■ About this task ■
Your answer must be an exact copy of every record.

■ Task input ■
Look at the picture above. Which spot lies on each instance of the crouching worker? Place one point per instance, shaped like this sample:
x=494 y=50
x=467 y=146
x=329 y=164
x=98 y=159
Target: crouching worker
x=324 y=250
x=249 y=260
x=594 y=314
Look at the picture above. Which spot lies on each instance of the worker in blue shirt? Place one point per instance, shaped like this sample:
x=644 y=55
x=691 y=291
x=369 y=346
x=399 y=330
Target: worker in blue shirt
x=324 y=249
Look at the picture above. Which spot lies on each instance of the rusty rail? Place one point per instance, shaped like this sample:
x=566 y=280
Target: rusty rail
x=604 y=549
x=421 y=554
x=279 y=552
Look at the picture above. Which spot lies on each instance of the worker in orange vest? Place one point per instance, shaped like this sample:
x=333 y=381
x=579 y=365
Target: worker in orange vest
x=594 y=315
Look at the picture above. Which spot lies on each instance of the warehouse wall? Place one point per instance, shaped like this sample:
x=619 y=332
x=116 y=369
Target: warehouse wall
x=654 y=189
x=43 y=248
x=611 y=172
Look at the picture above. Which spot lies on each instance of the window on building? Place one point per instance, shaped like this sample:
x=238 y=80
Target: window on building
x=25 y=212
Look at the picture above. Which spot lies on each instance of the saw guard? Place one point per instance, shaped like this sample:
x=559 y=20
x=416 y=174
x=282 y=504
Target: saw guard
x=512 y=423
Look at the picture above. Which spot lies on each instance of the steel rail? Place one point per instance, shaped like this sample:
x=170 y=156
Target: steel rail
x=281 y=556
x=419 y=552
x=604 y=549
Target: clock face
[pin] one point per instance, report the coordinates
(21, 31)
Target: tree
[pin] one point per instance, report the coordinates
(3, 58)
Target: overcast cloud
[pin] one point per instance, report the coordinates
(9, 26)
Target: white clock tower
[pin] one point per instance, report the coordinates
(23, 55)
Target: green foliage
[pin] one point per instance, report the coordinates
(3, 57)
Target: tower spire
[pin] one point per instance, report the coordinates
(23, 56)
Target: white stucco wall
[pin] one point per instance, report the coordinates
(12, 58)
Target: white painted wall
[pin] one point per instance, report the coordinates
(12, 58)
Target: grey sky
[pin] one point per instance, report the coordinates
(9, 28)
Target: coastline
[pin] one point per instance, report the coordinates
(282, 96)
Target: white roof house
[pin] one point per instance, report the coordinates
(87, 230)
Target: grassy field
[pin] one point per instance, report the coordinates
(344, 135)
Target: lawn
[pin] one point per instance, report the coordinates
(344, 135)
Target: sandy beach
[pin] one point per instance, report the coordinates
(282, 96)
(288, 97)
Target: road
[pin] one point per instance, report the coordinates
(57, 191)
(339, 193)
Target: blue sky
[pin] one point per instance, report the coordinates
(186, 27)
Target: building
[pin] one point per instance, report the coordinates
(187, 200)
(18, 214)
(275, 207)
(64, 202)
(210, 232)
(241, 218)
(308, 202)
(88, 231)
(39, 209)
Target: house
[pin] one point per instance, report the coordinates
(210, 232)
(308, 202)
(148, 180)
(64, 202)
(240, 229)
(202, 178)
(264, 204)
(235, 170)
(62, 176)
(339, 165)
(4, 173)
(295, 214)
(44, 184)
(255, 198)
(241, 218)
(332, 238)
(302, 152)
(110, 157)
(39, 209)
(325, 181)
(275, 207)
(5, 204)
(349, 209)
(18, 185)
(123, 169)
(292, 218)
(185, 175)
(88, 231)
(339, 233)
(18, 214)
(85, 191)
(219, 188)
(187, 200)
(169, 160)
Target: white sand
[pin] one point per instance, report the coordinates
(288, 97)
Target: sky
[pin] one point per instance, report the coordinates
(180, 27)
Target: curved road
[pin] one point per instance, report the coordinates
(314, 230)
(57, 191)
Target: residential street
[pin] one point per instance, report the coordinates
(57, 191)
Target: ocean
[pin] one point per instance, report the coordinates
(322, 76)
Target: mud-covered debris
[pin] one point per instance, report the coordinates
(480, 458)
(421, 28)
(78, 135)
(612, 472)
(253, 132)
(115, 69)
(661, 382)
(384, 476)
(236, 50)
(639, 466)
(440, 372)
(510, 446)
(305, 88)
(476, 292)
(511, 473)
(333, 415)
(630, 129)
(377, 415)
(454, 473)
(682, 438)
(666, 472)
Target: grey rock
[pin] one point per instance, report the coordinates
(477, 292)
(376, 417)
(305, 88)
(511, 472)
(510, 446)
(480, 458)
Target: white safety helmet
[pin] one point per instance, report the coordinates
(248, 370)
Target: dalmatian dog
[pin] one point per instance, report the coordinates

■ Finished task ■
Look at the picture above. Which spot lies on each instance of the crouching worker? Place one point per instance, shaped like this sample:
x=494 y=50
x=467 y=146
x=329 y=164
x=98 y=159
Target: crouching worker
x=324 y=250
x=249 y=260
x=594 y=314
Look at the picture above. Which spot lies on each instance of the worker in blue shirt? Place one point per instance, shaped like this sample:
x=644 y=55
x=691 y=291
x=369 y=346
x=399 y=330
Target: worker in blue shirt
x=324 y=249
Look at the picture above. Which spot lies on each instance of the rusty rail? Place one point per instance, shaped like this sample:
x=566 y=280
Target: rusty rail
x=604 y=549
x=421 y=554
x=279 y=552
Look at the picture above. Which spot lies on each instance of the worker in orange vest? Place one point per instance, shaped like this sample:
x=333 y=381
x=579 y=365
Target: worker in orange vest
x=594 y=315
Look at the picture above. Which spot lies on each instance of the warehouse wall? Place one point per instance, shaped like this sample:
x=619 y=332
x=116 y=369
Target: warehouse wall
x=654 y=189
x=43 y=248
x=611 y=172
Look at the picture above. Which spot lies on each instance of the window on building? Place one point per instance, shaped like this sample:
x=238 y=80
Target: window on building
x=25 y=212
Look at the picture above. Which spot lies on each instance of the saw guard? Place one point per instance, shaped like this sample:
x=559 y=20
x=416 y=174
x=282 y=504
Target: saw guard
x=512 y=423
Look at the picture above. Which spot lies on each instance of the steel rail? Place one point per instance, shaped like this sample:
x=170 y=156
Target: steel rail
x=281 y=556
x=419 y=552
x=604 y=549
Target: clock face
[pin] one point per instance, report the coordinates
(21, 31)
Target: tree
[pin] one point per instance, report the coordinates
(3, 58)
Target: overcast cloud
[pin] one point per instance, report the coordinates
(9, 26)
Target: white clock tower
[pin] one point per instance, report the coordinates
(23, 55)
Target: green foliage
[pin] one point per instance, report the coordinates
(3, 57)
Target: tower spire
[pin] one point per instance, report the coordinates
(23, 56)
Target: white stucco wall
[pin] one point per instance, report the coordinates
(12, 58)
Target: white painted wall
[pin] one point per instance, report the coordinates
(12, 58)
Target: grey sky
[pin] one point per instance, report the coordinates
(9, 28)
Target: coastline
[pin] one point per instance, report the coordinates
(282, 96)
Target: white roof house
[pin] one point per instance, report the coordinates
(87, 230)
Target: grassy field
[pin] one point per instance, report the coordinates
(344, 135)
Target: lawn
[pin] one point per instance, report the coordinates
(344, 135)
Target: sandy beach
[pin] one point per instance, report the coordinates
(282, 96)
(288, 97)
Target: road
[pin] one point per instance, report the coordinates
(57, 191)
(339, 193)
Target: blue sky
[pin] one point per instance, report the coordinates
(186, 27)
Target: building
[pin] one point per instance, report the coordinates
(187, 200)
(18, 214)
(275, 207)
(64, 202)
(210, 232)
(241, 218)
(308, 202)
(88, 231)
(39, 209)
Target: house
[pin] one point per instance, report the coordinates
(210, 232)
(308, 202)
(148, 180)
(64, 202)
(240, 229)
(202, 178)
(264, 204)
(235, 170)
(62, 176)
(339, 165)
(4, 173)
(295, 214)
(44, 184)
(255, 198)
(241, 218)
(332, 238)
(302, 152)
(110, 157)
(39, 209)
(325, 181)
(275, 207)
(5, 204)
(349, 209)
(18, 185)
(123, 169)
(292, 218)
(185, 175)
(88, 231)
(339, 233)
(18, 214)
(85, 191)
(219, 188)
(187, 200)
(169, 160)
Target: white sand
[pin] one point per instance, report the coordinates
(288, 97)
Target: sky
[pin] one point per instance, report the coordinates
(180, 27)
Target: curved road
[pin] one point per instance, report the coordinates
(314, 230)
(57, 191)
Target: residential street
[pin] one point per instance, report the coordinates
(57, 191)
Target: ocean
[pin] one point per instance, report the coordinates
(322, 76)
Target: mud-covered debris
[pin] one point per instance, report the coordinates
(480, 458)
(421, 28)
(78, 135)
(612, 472)
(253, 132)
(115, 69)
(661, 382)
(384, 476)
(236, 50)
(639, 466)
(440, 372)
(510, 446)
(305, 88)
(476, 292)
(511, 473)
(333, 415)
(630, 129)
(377, 415)
(454, 473)
(682, 438)
(666, 472)
Target: grey rock
[pin] one point per instance, report the coordinates
(477, 292)
(376, 417)
(305, 88)
(511, 472)
(510, 446)
(480, 458)
Target: white safety helmet
[pin] one point per instance, report the coordinates
(248, 370)
Target: dalmatian dog
[pin] one point per instance, report the coordinates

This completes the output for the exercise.